§ Challenge:
Show every line of the records below that contains the string "drawer". Letter case counts.

§ Exercise inputs:
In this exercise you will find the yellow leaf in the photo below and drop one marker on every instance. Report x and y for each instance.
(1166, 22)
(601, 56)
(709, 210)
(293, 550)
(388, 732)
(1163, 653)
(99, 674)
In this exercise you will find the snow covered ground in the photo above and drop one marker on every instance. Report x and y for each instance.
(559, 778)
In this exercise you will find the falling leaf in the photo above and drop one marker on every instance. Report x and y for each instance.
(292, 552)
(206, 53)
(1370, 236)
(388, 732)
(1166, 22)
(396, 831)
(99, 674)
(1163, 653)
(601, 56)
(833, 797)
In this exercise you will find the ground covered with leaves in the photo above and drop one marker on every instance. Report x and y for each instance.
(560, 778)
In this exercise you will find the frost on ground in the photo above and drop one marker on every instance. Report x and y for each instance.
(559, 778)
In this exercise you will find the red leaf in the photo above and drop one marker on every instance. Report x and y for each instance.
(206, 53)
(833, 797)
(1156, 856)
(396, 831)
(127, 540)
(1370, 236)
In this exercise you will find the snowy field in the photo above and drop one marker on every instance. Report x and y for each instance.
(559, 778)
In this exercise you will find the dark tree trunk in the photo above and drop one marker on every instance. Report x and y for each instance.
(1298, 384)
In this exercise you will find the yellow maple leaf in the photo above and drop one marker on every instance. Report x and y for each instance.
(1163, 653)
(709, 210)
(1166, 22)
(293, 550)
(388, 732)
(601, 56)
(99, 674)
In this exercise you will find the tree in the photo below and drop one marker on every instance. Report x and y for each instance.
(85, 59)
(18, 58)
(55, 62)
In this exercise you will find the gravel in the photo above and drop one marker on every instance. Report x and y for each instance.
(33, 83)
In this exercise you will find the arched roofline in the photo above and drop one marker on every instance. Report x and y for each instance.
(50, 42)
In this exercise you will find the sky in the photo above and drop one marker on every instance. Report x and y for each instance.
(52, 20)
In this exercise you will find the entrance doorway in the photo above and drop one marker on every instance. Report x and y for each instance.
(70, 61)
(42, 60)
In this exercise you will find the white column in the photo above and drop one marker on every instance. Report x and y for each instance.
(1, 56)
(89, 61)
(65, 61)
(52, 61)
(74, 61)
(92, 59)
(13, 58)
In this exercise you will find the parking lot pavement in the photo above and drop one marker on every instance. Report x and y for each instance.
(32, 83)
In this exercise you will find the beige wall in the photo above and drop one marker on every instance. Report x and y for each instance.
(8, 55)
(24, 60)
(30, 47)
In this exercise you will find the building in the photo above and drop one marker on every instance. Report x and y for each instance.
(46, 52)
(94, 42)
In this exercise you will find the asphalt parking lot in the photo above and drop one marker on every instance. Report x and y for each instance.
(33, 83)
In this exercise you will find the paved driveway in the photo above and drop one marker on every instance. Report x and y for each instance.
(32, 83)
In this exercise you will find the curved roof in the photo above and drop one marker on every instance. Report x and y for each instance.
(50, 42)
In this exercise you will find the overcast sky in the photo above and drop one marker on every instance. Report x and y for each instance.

---

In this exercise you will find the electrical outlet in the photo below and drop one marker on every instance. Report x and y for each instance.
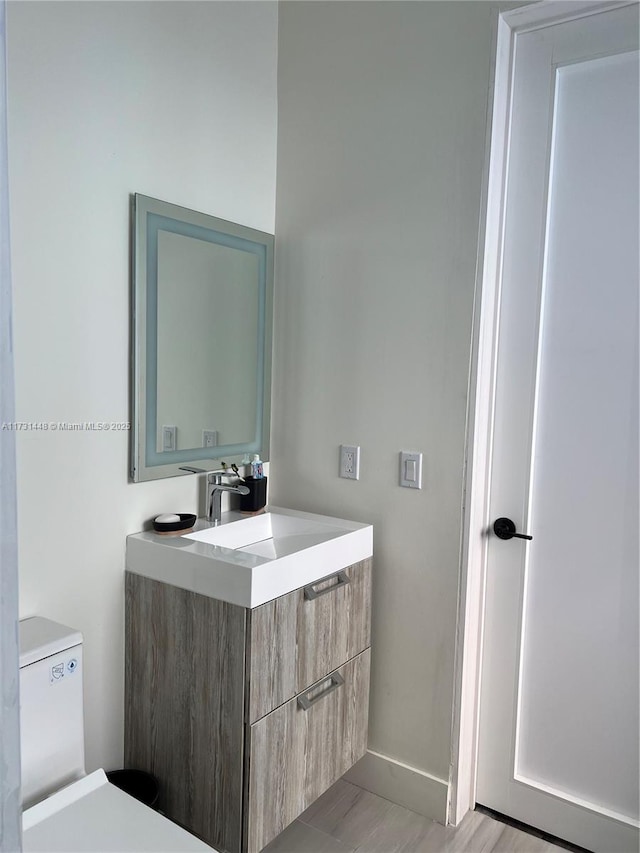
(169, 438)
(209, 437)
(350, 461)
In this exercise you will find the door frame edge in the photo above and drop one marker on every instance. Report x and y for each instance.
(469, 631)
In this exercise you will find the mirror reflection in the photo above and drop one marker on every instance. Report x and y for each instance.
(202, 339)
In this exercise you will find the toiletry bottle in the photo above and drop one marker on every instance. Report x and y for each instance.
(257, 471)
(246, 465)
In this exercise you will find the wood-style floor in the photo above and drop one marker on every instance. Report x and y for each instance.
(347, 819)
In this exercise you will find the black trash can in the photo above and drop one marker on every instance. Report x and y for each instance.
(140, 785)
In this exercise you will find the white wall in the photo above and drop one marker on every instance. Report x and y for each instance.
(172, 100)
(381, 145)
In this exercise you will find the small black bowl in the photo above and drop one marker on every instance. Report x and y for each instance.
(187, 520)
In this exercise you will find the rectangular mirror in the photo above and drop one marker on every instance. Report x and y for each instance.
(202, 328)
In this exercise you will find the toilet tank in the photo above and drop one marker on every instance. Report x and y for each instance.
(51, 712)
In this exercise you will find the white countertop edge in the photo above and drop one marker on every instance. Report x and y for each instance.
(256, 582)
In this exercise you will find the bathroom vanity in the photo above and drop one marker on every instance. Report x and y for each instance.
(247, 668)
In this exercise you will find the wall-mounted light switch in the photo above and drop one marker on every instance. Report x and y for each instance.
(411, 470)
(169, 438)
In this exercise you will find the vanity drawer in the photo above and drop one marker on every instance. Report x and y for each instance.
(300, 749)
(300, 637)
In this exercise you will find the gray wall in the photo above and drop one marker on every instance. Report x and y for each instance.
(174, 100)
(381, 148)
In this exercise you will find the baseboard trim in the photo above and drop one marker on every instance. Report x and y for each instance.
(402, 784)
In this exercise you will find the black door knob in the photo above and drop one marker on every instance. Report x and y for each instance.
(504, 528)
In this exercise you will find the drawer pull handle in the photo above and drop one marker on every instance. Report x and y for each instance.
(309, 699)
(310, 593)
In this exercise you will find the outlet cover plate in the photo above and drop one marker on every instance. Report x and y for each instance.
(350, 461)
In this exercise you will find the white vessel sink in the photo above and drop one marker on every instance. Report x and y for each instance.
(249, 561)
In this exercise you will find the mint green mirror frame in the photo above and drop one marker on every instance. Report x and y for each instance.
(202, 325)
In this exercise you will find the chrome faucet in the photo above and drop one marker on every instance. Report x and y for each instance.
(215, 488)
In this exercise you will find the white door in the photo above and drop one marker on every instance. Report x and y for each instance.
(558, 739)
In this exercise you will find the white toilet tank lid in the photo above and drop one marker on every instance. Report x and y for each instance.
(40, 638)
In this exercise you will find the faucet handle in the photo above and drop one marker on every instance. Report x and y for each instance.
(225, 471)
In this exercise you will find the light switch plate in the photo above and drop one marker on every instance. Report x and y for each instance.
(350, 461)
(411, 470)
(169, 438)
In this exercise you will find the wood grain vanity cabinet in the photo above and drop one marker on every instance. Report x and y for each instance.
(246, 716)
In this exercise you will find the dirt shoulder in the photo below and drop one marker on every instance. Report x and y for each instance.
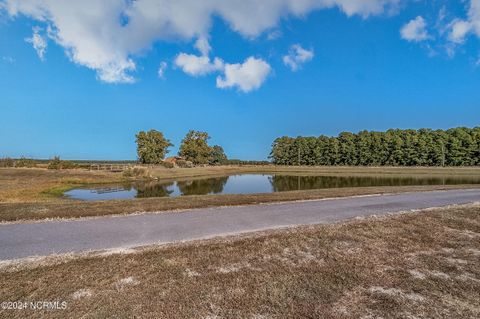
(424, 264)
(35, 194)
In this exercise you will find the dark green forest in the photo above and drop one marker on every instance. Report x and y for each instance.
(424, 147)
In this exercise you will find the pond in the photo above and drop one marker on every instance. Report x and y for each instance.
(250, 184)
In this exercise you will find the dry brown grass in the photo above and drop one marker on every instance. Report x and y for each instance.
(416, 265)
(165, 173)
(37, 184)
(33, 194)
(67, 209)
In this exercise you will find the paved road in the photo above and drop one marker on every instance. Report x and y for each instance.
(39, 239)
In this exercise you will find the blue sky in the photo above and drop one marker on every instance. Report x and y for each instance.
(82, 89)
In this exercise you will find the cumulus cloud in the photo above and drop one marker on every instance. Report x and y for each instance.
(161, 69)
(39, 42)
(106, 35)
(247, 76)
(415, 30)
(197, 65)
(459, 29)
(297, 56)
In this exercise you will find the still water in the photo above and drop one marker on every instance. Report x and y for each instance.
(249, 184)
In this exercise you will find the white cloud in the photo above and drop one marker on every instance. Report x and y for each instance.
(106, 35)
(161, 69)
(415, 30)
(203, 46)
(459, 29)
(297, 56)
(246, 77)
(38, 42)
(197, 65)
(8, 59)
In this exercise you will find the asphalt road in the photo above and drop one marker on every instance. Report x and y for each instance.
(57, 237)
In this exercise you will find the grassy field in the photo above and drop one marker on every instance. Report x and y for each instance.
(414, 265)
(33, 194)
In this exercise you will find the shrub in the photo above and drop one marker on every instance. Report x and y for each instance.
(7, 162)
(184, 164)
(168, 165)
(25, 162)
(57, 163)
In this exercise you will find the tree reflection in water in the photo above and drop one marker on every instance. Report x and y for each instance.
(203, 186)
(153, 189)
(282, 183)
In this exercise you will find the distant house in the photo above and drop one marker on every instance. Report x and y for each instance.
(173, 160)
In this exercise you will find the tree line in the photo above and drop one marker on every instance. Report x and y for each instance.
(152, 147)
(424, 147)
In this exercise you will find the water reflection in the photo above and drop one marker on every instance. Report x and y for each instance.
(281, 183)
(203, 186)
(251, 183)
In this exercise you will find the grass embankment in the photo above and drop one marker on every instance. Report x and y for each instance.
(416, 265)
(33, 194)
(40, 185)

§ Expected output:
In this exercise you will find the vanity drawer in the photo above and drop one marker on every instance. Report x and y for each instance.
In this exercise you will find the drawer pull handle in the photo above and drop one marker on every instance. Report x and y for each instance.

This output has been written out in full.